Saved entries
┌──

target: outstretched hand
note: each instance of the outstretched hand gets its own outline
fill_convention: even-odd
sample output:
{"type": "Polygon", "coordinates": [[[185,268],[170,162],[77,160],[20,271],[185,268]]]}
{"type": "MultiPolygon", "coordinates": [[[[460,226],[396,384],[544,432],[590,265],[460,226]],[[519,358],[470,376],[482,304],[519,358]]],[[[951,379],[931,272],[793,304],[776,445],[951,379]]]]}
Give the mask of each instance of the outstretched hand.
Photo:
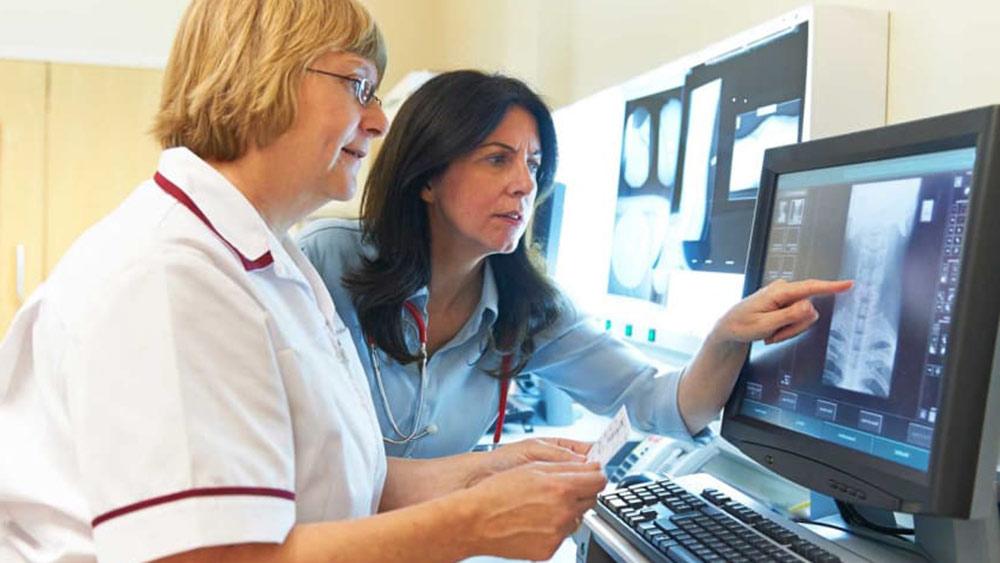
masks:
{"type": "Polygon", "coordinates": [[[568,438],[531,438],[501,446],[485,454],[485,467],[472,483],[489,475],[513,469],[536,461],[550,463],[583,463],[587,459],[590,442],[568,438]]]}
{"type": "Polygon", "coordinates": [[[810,298],[847,291],[850,280],[777,280],[740,301],[715,326],[722,341],[774,344],[801,334],[819,313],[810,298]]]}

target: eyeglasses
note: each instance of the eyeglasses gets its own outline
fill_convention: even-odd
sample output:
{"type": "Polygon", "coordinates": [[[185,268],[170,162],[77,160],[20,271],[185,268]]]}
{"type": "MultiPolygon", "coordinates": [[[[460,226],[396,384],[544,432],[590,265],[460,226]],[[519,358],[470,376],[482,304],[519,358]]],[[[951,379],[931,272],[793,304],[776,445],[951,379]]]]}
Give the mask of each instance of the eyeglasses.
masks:
{"type": "Polygon", "coordinates": [[[333,72],[327,72],[325,70],[320,70],[318,68],[306,68],[309,72],[315,72],[316,74],[323,74],[326,76],[332,76],[333,78],[339,78],[341,80],[347,80],[354,84],[354,97],[358,99],[358,102],[363,106],[367,106],[372,100],[375,100],[378,105],[382,105],[382,99],[375,95],[375,83],[367,78],[358,78],[357,76],[346,76],[343,74],[336,74],[333,72]]]}

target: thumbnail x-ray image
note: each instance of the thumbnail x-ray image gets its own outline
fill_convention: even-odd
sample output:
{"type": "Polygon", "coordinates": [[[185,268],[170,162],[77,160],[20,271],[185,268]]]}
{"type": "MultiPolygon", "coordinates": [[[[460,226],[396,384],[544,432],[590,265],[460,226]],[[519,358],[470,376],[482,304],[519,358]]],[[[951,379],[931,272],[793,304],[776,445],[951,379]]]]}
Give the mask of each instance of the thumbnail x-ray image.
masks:
{"type": "Polygon", "coordinates": [[[681,101],[672,98],[660,109],[660,139],[656,151],[656,176],[664,186],[674,185],[680,142],[681,101]]]}
{"type": "Polygon", "coordinates": [[[788,223],[788,201],[787,199],[783,199],[778,202],[778,217],[775,219],[775,222],[779,225],[788,223]]]}
{"type": "Polygon", "coordinates": [[[656,195],[618,199],[608,292],[661,302],[666,293],[665,264],[670,202],[656,195]]]}
{"type": "Polygon", "coordinates": [[[625,182],[632,188],[642,187],[649,178],[651,121],[649,110],[637,107],[625,122],[622,167],[625,170],[625,182]]]}
{"type": "Polygon", "coordinates": [[[826,385],[889,396],[902,265],[919,195],[919,178],[852,188],[839,277],[853,279],[854,288],[836,298],[823,368],[826,385]]]}
{"type": "Polygon", "coordinates": [[[799,141],[802,101],[790,100],[736,116],[729,199],[754,199],[760,187],[764,151],[799,141]]]}

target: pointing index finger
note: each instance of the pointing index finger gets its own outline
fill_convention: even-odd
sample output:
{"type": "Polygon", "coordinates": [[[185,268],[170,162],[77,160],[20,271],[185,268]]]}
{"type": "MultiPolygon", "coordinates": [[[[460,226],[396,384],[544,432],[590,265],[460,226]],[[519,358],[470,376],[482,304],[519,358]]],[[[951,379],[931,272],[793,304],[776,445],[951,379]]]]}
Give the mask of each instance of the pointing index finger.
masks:
{"type": "Polygon", "coordinates": [[[773,296],[775,304],[785,307],[797,301],[815,297],[817,295],[828,295],[831,293],[843,293],[854,285],[853,280],[802,280],[776,286],[773,296]]]}

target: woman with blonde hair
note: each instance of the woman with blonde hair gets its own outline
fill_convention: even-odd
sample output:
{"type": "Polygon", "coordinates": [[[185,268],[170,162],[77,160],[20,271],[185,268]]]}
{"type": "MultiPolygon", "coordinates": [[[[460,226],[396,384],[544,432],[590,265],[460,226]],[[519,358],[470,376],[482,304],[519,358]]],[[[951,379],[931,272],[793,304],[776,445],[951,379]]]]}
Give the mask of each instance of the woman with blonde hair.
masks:
{"type": "Polygon", "coordinates": [[[605,484],[584,444],[387,460],[350,333],[286,234],[355,191],[384,67],[354,0],[192,2],[153,178],[0,344],[3,558],[545,558],[579,523],[605,484]]]}

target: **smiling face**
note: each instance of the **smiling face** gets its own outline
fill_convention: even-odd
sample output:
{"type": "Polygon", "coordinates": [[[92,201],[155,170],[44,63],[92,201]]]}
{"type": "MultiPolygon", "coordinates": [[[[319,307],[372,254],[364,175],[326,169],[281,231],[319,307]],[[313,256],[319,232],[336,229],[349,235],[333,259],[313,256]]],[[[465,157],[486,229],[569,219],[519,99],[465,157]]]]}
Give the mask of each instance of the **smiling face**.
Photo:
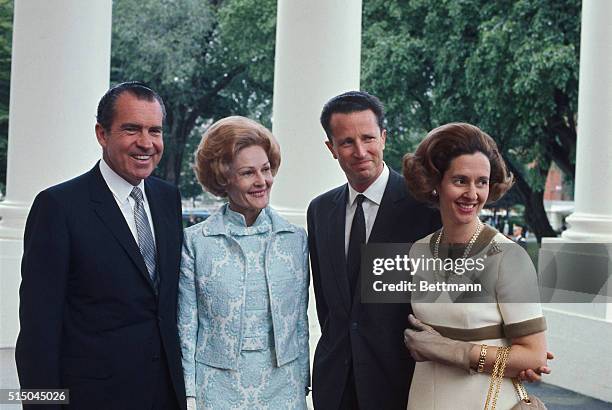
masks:
{"type": "Polygon", "coordinates": [[[157,101],[138,99],[124,92],[115,101],[110,130],[96,124],[102,157],[109,167],[132,185],[147,178],[164,152],[163,113],[157,101]]]}
{"type": "Polygon", "coordinates": [[[383,170],[383,150],[387,131],[381,130],[371,110],[348,114],[334,113],[330,128],[332,140],[325,144],[358,192],[365,191],[383,170]]]}
{"type": "Polygon", "coordinates": [[[481,152],[451,161],[438,187],[445,231],[466,230],[471,235],[489,196],[490,175],[491,164],[481,152]]]}
{"type": "Polygon", "coordinates": [[[230,208],[244,215],[248,226],[270,202],[270,189],[274,183],[270,161],[259,145],[243,148],[230,166],[227,196],[230,208]]]}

└──

*Brief*:
Which lines of the data include the word "hand"? Copy each one.

*Solution to this exercise*:
target: outstretched hand
note: each instance of the outstretched hand gets its own outline
Give the mask of each instance of the outstretched hand.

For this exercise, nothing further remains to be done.